● **INSTRUKSI YANG DIBERIKAN**
Menurut potongan dokumen tentang bunga deposito valas bank pelat merah, berapa bunga deposito valuta asing yang diumumkan berlaku mulai November?

● **POTONGAN DOKUMEN**

Bank-bank pelat merah sedang menjadi sorotan. Minggu lalu, lewat situs resminya, mereka serempak mengumumkan kenaikan bunga deposito valuta asing, dari tak sampai 2 persen menjadi 4 persen untuk semua tenor, mulai November. Tak lama, pengumuman itu lenyap. Ada apa?
Rencana kenaikan bunga deposito valas ini dikaitkan dengan keinginan Presiden Prabowo Subianto untuk menarik pulang uang orang atau perusahaan Indonesia yang terparkir di luar negeri. Apalagi, Menteri Keuangan Purbaya Yudhi Sadewa sempat mengungkapkan sedang meramu paket insentif guna memancing pulang uang-uang itu.
Problemnya, pasca-pengumuman bank, kurs rupiah terhadap dolar AS justru tertekan. Situasinya, dolar AS memang tengah menguat terhadap berbagai mata uang dunia dipicu data ekonomi Negeri Paman Sam yang membaik. Namun, tekanan yang dialami rupiah sempat lebih dalam dibandingkan mata uang negara tetangga.
Beredar kabar, terjadi anomali: permintaan dolar AS mendadak melonjak. Diduga, ada yang buru-buru menukar rupiah ke dolar untuk ditempatkan di deposito valas. Kurs rupiah sempat bergerak di kisaran 16.700 per dolar AS pada minggu lalu. Rupiah terakhir kali berada di level ini pada April.

● **CATATAN HASIL EKSTRAKSI**
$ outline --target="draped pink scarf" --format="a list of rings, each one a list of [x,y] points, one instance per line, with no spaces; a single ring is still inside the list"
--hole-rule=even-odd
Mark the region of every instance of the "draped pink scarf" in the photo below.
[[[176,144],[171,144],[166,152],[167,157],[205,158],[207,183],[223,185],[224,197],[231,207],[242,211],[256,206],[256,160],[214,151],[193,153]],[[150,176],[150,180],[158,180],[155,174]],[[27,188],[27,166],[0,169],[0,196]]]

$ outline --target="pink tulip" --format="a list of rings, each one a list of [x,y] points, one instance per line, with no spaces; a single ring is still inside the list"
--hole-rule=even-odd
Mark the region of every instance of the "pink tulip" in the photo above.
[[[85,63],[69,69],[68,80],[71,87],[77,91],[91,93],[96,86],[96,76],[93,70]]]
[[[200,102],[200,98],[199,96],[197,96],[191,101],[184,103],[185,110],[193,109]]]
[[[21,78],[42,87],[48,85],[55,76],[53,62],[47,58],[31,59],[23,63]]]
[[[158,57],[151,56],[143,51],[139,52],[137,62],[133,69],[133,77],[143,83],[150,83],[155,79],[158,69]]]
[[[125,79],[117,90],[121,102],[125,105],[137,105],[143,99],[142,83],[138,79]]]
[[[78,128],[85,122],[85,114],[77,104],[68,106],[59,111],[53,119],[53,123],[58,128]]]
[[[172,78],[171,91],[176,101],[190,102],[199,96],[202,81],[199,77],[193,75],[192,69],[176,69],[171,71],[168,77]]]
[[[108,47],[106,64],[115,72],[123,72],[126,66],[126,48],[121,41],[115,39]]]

● **BALASAN TERTULIS**
4 persen untuk semua tenor.